### 作業内容
1) 本文抜粋のうち、「伊勢神宮が台頭してきたのは明治初期から。」で始まり「本当のことは古事記に書いてあるのだと、それまでの記紀の評価を大きく変えたのです。」で終わる部分を一字一句違えずに書き写してください。
2) 文字列「green」を含むエントリの行をすべて集めてください。大文字と小文字は区別されます。

### 本文抜粋

╔══

内宮と外宮があり、内宮に皇大神宮、外宮に豊受大神宮が祀られています。
そして三種の神器の一つ「八咫鏡」が内宮に祀られていると言われています。

伊勢神宮が台頭してきたのは明治初期から。
そこには政治的な流れも関係していて、結果的に伊勢派と出雲派の対立構造が生まれました。

問題の発端は
・「古事記」と「日本書記」の違い

江戸後期、国学者「本居宣長」が「古事記伝」を編纂します。
古事記こそ正当な歴史書であると古事記中心主義の歴史観を立ち上げます。
それまでは日本書紀が正史とされていました。

宣長曰く、日本書紀は中国の視点から書かれた日本の歴史。
本当のことは古事記に書いてあるのだと、それまでの記紀の評価を大きく変えたのです。

古事記は全体で一つの物語としてつながっていますが、日本書紀は本文以外に別の章や異伝がある。一貫性がないのだと。

そうして国学上、古事記中心の歴史観に変わっていく中、一つ日本書紀から重要な一書を抜き出します。

・日本書記一書にある国譲り。オオクニヌシがあっさりと隠退したわけではない。

╚══

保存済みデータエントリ
╔══

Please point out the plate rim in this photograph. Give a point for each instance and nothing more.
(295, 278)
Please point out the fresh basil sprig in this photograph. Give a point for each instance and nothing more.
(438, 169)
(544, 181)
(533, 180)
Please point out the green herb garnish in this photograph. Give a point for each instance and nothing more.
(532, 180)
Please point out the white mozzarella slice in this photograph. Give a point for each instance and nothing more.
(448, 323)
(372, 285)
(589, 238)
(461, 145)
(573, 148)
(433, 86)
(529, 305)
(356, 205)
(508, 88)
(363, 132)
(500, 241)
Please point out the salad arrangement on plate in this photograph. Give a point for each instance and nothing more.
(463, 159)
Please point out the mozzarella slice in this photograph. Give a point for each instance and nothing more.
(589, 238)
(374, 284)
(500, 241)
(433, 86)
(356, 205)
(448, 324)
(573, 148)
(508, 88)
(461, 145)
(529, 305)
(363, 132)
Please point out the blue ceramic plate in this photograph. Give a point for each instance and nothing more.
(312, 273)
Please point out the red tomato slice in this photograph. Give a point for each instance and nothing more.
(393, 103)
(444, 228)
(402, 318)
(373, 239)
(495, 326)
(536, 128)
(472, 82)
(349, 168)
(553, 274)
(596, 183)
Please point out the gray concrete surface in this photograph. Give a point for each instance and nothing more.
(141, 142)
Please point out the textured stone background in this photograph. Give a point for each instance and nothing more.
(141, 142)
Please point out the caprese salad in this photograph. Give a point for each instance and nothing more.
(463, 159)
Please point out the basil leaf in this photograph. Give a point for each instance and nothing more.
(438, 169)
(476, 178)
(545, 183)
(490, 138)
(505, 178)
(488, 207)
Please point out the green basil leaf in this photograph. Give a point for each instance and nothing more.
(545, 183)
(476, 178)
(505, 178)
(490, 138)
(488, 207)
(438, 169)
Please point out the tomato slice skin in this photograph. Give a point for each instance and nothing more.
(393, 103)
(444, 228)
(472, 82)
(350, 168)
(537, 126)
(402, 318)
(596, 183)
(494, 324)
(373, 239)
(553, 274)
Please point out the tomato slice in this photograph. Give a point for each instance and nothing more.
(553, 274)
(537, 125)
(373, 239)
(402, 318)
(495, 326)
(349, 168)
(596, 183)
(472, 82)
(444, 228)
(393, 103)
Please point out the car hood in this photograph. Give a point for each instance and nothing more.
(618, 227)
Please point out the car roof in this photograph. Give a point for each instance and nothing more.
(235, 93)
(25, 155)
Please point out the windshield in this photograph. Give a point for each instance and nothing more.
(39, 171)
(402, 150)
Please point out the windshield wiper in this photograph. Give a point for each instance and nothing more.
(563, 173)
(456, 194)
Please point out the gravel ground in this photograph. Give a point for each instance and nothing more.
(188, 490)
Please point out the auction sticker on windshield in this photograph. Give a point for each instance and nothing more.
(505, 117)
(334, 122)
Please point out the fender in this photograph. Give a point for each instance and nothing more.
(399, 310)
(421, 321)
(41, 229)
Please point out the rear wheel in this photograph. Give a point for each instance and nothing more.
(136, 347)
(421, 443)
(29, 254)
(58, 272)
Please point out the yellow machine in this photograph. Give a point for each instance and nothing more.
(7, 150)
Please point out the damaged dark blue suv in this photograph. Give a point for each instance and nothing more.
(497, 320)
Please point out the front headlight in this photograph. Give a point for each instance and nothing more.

╚══

### 回答
1)
伊勢神宮が台頭してきたのは明治初期から。
そこには政治的な流れも関係していて、結果的に伊勢派と出雲派の対立構造が生まれました。

問題の発端は
・「古事記」と「日本書記」の違い

江戸後期、国学者「本居宣長」が「古事記伝」を編纂します。
古事記こそ正当な歴史書であると古事記中心主義の歴史観を立ち上げます。
それまでは日本書紀が正史とされていました。

宣長曰く、日本書紀は中国の視点から書かれた日本の歴史。
本当のことは古事記に書いてあるのだと、それまでの記紀の評価を大きく変えたのです。

2)
Please point out the green herb garnish in this photograph. Give a point for each instance and nothing more.
Please point out the green basil leaf in this photograph. Give a point for each instance and nothing more.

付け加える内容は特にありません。